**Check your understanding:**
[A] Answer these questions about the mutation-plot tutorial:
(i) Which function does the hint say can subset the table to keep only rows of interest?
(ii) Mutations in which gene does the tutorial say change more often?
(iii) What interval does the tutorial name for the confidence interval of a mutation frequency, and on which distribution is it based?
[B] Supply the next part of the mutation-plot tutorial, starting after its final block of code.

Note that, unlike with Freyja, this analysis does not rely on prior knowledge of the lineages, making it suitable for detecting new emerging mutations. This kind of visualisation is therefore useful to identify emerging mutations, as they would be visible as a new horizontal “strip” appearing on the plot.

14.3.1 Exercise

Exercise

One issue with the above plot is that we cannot see all the mutation names on the x-axis, as their names were overlapping.

Modify the code shown above to show the mutations present in the Spike gene only.
Then do the same for orf1ab gene.

Which of these genes do you think helps distinguish sub-lineages of Omicron more effectively?

Hint

Remember that you can use the filter() function to subset the table to keep only rows of interest.

Answer

To look at the mutations in the Spike gene only, we can use the filter() function, to retain the rows that match this gene only. We then pipe the output to the same code we used before.

missense |> 
  filter(gene == "S") |> 
  ggplot(aes(factor(date), aa_change, fill = af)) +
  geom_tile() +
  scale_x_discrete(guide = guide_axis(angle = 45)) +
  scale_y_discrete(guide = guide_axis(check.overlap = TRUE)) +
  scale_fill_viridis_c(limits = c(0, 1)) +
  labs(x = "Sample (by date)", y = "AA change", fill = "Frequency")

The same code can be reused to also look at the mutations from orf1ab:

missense |> 
  filter(gene == "orf1ab") |> 
  ggplot(aes(factor(date), aa_change, fill = af)) +
  geom_tile() +
  scale_x_discrete(guide = guide_axis(angle = 45)) +
  scale_y_discrete(guide = guide_axis(check.overlap = TRUE)) +
  scale_fill_viridis_c(limits = c(0, 1)) +
  labs(x = "Sample (by date)", y = "AA change", fill = "Frequency")

We can see that the mutations in orf1ab change more often than those of the Spike gene. These mutations likely distinguish individual lineages, whereas the profile of the Spike is generally more similar across all the lineages belonging to the Omicron variant.

14.4 Individual mutations

We may also be interested in looking at more details about the frequencies of individual mutations. For this, it may help to calculate a confidence interval for the mutation frequency, based on the counts of reads observed (i.e. the sequencing depth). One way to calculate such a confidence interval is to use the so-called Jeffreys interval, which is based on the Beta distribution. In R, we can calculate this as follows:

missense <- missense |> 
  mutate(af_lo = qbeta(0.025, alt_dp + 0.5, (dp - alt_dp) + 0.5),
         af_up = qbeta(0.975, alt_dp + 0.5, (dp - alt_dp) + 0.5))

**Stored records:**

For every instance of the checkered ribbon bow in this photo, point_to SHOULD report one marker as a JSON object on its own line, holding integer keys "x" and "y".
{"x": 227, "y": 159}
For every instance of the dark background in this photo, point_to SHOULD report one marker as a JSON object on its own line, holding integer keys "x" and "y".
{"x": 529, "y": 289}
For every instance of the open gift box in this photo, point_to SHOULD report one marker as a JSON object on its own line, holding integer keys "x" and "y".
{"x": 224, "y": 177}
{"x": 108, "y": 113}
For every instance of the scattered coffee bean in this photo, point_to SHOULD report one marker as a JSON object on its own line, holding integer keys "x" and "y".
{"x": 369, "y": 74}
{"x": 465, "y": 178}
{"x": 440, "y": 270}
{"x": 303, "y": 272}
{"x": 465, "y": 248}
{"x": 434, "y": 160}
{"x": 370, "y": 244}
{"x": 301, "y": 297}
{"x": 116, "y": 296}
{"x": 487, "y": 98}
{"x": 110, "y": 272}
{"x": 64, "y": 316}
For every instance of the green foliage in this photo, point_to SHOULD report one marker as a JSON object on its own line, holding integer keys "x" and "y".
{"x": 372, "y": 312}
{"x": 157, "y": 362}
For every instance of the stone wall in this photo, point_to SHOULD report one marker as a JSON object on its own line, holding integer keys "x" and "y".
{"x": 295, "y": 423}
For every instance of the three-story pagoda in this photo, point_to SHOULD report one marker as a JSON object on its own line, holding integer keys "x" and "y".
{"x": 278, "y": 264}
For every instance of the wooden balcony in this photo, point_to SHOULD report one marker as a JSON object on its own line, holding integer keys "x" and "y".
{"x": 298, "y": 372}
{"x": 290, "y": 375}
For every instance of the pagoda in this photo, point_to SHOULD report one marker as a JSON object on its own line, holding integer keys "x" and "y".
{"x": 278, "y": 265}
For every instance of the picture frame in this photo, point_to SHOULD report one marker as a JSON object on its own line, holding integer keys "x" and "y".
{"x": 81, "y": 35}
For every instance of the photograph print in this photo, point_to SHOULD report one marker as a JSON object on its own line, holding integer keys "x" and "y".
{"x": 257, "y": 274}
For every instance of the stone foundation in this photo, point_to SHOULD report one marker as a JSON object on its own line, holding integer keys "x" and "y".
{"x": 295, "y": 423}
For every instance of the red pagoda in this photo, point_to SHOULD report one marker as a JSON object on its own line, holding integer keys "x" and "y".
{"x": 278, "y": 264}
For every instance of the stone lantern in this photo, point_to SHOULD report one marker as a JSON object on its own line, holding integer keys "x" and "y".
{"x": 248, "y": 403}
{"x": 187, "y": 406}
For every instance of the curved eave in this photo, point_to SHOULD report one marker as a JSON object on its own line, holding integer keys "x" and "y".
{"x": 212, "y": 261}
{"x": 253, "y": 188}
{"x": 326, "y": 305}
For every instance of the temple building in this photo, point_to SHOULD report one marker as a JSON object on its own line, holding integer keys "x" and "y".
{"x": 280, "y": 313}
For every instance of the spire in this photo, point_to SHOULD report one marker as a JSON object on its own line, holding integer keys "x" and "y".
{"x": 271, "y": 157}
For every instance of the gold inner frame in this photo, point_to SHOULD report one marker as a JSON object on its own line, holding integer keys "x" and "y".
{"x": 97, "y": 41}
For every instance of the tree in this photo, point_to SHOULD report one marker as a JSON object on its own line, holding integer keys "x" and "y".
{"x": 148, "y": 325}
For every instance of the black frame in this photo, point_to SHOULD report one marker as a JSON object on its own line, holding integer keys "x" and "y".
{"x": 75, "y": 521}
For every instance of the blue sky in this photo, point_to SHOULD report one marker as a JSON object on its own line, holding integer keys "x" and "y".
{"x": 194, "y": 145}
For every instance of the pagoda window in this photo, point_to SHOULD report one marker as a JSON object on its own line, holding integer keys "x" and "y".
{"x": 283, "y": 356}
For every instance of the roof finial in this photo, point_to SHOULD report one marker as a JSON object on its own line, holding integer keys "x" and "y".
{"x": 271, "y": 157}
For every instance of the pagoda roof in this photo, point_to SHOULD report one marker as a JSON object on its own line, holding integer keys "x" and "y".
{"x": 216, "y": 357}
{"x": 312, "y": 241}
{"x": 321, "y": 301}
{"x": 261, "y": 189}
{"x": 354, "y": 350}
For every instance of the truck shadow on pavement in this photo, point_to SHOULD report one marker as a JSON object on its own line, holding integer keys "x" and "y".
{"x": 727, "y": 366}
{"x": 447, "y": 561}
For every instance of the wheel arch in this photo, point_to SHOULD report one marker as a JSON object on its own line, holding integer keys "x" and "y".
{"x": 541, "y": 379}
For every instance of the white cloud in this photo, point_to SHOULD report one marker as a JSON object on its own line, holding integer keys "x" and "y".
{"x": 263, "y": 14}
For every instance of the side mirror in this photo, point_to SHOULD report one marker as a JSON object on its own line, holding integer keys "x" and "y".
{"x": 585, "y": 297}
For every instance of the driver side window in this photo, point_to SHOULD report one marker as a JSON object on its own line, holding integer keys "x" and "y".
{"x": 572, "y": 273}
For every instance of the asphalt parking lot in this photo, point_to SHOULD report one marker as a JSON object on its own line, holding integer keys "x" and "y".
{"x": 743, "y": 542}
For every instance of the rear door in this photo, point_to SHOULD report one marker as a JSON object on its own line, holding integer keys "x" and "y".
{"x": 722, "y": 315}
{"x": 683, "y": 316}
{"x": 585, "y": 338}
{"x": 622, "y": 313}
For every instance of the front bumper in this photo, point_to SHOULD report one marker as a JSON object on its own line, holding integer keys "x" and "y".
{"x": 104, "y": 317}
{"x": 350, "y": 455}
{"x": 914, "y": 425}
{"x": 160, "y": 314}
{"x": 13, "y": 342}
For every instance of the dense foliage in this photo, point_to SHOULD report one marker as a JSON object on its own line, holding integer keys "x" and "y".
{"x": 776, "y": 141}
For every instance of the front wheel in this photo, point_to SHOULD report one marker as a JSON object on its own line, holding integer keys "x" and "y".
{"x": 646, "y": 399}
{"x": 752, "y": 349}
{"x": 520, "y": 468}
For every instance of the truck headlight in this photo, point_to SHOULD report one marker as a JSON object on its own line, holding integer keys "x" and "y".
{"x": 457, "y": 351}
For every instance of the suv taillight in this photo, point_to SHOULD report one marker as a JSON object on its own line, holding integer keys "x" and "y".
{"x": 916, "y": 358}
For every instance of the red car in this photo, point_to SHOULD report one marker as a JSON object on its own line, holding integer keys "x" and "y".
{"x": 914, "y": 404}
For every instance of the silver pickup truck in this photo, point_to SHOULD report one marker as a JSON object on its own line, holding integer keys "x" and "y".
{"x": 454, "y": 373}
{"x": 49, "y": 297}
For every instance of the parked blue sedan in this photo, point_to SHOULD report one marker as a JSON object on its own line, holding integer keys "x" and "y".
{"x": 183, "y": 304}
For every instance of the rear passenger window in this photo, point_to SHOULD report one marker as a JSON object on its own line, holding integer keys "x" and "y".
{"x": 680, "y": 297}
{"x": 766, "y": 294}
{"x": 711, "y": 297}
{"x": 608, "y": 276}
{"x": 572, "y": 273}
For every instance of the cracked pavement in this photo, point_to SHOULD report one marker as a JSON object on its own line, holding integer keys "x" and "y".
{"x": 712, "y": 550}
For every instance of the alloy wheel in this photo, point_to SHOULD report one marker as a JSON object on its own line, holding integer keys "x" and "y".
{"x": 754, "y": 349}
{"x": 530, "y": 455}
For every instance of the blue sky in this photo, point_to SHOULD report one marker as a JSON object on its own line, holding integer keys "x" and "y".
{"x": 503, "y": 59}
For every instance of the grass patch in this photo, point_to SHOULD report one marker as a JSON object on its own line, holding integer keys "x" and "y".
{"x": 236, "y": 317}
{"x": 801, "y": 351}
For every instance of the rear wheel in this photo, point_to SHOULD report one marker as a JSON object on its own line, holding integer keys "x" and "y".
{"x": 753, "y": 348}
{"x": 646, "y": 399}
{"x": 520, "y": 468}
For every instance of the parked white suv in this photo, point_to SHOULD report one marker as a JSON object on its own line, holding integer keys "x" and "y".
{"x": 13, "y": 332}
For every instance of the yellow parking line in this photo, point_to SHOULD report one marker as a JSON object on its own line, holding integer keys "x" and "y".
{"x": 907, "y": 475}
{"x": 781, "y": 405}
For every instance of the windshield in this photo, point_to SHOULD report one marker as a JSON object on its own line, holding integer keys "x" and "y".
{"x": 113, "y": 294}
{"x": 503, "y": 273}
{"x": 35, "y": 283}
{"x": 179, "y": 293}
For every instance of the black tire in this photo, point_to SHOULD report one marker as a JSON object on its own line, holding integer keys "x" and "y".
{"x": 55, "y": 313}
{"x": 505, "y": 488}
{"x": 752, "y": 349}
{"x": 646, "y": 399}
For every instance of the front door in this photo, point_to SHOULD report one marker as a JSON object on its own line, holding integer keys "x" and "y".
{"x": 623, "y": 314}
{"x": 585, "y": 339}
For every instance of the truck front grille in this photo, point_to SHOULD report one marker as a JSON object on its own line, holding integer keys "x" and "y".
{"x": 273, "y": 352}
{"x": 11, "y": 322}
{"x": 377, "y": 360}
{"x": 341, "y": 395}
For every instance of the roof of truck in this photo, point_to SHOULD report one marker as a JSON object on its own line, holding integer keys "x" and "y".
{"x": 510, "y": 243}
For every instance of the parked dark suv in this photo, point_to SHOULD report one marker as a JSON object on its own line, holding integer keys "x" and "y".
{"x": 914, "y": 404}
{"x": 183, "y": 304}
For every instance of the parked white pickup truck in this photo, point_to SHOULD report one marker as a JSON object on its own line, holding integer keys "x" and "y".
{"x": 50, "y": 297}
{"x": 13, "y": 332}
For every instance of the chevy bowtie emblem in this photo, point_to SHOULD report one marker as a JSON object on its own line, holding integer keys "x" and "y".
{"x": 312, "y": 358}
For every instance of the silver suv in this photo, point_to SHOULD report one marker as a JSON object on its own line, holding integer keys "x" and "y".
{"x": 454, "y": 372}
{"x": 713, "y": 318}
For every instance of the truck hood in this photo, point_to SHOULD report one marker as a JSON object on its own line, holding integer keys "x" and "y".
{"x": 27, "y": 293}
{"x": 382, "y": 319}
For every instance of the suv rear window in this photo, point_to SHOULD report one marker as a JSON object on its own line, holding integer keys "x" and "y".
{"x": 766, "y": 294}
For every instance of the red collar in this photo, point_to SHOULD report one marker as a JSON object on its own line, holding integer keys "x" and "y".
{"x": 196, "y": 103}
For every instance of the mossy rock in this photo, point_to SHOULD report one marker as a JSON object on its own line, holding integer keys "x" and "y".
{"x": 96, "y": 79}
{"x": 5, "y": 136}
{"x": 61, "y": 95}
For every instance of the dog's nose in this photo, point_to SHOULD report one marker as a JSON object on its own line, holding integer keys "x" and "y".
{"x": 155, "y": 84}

**Responses by item number:**
[A]
(i) The filter() function.
(ii) The orf1ab gene.
(iii) The Jeffreys interval, which is based on the Beta distribution.

[B]
One possible visualisation is to consider the mutations in individual samples, shown as a plot across the genome:

missense |> 
  filter(sample == "SRR18541114") |> 
  ggplot(aes(pos, af, colour = gene)) + 
  geom_pointrange(aes(ymin = af_lo, ymax = af_up)) +
  scale_y_continuous(limits = c(0, 1))

Or, we can focus on an individual mutation and plot it over time:

missense |> 
  filter(aa_change == "p.K856R") |> 
  ggplot(aes(date, af)) +
  geom_pointrange(aes(ymin = af_lo, ymax = af_up)) +
  scale_y_continuous(limits = c(0, 1))

Missing data

The way viralrecon performs variant (mutation) calling, does not allow distinguishing whether the absence of a mutation from the table is due to missing data or not. Two things may have happened:

There was no coverage in a position (a “gap” in the sequencing), meaning there is missing data for that position.
All the reads mapped to that position carried the reference genome allele, so no mutation was reported. This could mean either the mutation trully had a frequency of zero or was low-frequency and was missed by chance.

As we cannot distinguish between these two possibilities, it is important to keep in mind that the absence of a mutation from our table does not necessarily mean the mutation was not present in the sample. It only means that we were not able to detect it.

14.5 Summary

Key Points

The software R can be used to import the mutations CSV file generated by viralrecon.
The mutations file can be joined with metadata table, to assess the occurrence of mutations over time.
Barplots can be useful to visualise the counts of mutation types detected and the genes they occur in.
Heatmaps can be used to visualise mutation abundances over time. Mutations that become more frequent over time appear as “blocks” in the plot.